:: Provided data ::

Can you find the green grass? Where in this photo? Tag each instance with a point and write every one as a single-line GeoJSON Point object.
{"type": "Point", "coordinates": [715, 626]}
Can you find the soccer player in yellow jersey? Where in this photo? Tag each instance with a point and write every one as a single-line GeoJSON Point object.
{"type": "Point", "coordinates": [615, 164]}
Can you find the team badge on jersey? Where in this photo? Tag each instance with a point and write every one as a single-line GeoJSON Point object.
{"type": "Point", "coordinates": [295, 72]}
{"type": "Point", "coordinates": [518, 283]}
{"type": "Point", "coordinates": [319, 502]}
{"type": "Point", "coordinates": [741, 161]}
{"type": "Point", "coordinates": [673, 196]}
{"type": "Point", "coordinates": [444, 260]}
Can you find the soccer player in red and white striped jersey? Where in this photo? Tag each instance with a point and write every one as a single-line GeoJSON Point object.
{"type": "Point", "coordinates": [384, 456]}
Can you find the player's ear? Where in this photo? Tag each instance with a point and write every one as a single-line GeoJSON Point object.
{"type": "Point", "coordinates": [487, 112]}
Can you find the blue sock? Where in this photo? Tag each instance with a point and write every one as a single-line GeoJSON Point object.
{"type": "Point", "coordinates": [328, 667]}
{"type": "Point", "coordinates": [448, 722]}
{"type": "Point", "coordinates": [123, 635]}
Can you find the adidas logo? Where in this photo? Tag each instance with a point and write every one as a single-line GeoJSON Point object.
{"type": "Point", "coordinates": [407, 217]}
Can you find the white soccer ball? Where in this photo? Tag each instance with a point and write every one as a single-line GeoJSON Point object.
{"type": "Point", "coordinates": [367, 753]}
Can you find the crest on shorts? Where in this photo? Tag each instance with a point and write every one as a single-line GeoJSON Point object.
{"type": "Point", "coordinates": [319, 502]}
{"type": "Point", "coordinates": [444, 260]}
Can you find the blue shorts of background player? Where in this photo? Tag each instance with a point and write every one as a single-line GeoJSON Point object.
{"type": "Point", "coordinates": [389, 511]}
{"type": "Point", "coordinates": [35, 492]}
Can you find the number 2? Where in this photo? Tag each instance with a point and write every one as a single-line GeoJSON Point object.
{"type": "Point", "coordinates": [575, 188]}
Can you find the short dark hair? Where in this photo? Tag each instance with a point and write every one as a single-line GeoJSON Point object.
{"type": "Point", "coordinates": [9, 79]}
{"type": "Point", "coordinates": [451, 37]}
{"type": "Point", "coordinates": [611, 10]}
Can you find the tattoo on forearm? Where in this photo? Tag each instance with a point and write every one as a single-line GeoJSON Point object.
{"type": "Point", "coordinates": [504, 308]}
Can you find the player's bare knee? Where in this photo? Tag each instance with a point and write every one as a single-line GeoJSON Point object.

:::

Job: Repeat only the stretch of lines that opens with the line containing "Can you find the short" and closes with the final line of the entries, both included, exactly as written.

Full output:
Can you find the short dark hair? Where in this photo? Tag each instance with a point and write every one as a single-line GeoJSON Point object.
{"type": "Point", "coordinates": [9, 79]}
{"type": "Point", "coordinates": [451, 37]}
{"type": "Point", "coordinates": [611, 10]}
Can you find the tattoo on forearm? Where in this photo? Tag each instance with a point and write every one as a single-line GeoJSON Point object.
{"type": "Point", "coordinates": [504, 308]}
Can you find the player's bare knee? Where in this photo? Tag each instance with a point and write every one as a single-line GeoJSON Point object.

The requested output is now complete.